(Records from a dataset)
--------

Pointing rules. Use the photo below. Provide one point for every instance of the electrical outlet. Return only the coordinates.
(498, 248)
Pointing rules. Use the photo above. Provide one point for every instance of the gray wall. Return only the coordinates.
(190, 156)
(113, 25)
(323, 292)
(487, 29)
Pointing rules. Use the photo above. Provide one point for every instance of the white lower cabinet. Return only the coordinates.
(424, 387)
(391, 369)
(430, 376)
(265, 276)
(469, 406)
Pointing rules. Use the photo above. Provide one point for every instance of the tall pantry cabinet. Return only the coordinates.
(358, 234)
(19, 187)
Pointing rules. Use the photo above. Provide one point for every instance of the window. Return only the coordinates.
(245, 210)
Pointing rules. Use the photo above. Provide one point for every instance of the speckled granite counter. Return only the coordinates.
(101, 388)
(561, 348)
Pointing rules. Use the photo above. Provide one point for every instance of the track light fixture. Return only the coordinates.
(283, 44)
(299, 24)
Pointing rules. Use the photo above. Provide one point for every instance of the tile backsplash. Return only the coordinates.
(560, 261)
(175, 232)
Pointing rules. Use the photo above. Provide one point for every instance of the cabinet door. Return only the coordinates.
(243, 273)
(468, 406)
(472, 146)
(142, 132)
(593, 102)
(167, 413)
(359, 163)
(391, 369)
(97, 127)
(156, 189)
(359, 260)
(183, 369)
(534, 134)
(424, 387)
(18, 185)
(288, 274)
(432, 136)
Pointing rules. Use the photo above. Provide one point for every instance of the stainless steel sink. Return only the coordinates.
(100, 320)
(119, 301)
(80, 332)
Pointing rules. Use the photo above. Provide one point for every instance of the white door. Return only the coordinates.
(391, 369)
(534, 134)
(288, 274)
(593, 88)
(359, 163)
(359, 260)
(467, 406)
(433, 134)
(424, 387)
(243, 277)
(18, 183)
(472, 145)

--------

Problem description: Restate each record word for word.

Solution for this task:
Pointing rules. Use the photo below. Provide one point for every instance of the electrical outlet. Return only the coordinates.
(498, 248)
Pointing rules. Use the photo above. Provide one point for every instance of the gray wall. Return only the coordinates.
(190, 156)
(113, 25)
(323, 292)
(487, 29)
Pointing rules. Use the photo above. Provide one point for every instance of the white lower cabinet. Return only the coordinates.
(424, 387)
(391, 369)
(430, 376)
(265, 276)
(469, 406)
Pointing rules. Use the photo above. Provide one point for every instance of the tall pantry cabinet. Return only the coordinates.
(358, 234)
(19, 187)
Pointing rules. Use the photo above. Provide one point for every instance of the window. Return only the coordinates.
(245, 210)
Pointing rules. Use the photo above. Provide one point for every instance of the speckled granite counter. Return only the coordinates.
(101, 388)
(561, 348)
Pointing rules. Use the photo above. Provide one point for every instance of the track light fixture. Return only the coordinates.
(283, 44)
(299, 24)
Pointing rules. Use the photo above. Provide one point for every instance of the tile backsplash. Return only the coordinates.
(560, 261)
(175, 232)
Pointing rules. Use the photo above. Provide one point for every instance of the cabinet door. Return only the coordinates.
(243, 273)
(468, 406)
(472, 146)
(142, 132)
(593, 102)
(167, 413)
(359, 163)
(391, 369)
(97, 127)
(156, 189)
(359, 260)
(183, 369)
(534, 134)
(424, 387)
(18, 185)
(288, 274)
(432, 136)
Pointing rules. Use the photo above. Provide one point for every instance of the stainless steel sink. Return only the coordinates.
(100, 320)
(119, 301)
(80, 332)
Pointing rules. Use the photo above. Provide one point for every instance of the white door. Return only the coordinates.
(391, 369)
(534, 134)
(288, 274)
(593, 88)
(359, 163)
(359, 260)
(467, 406)
(433, 134)
(424, 387)
(243, 277)
(18, 183)
(472, 145)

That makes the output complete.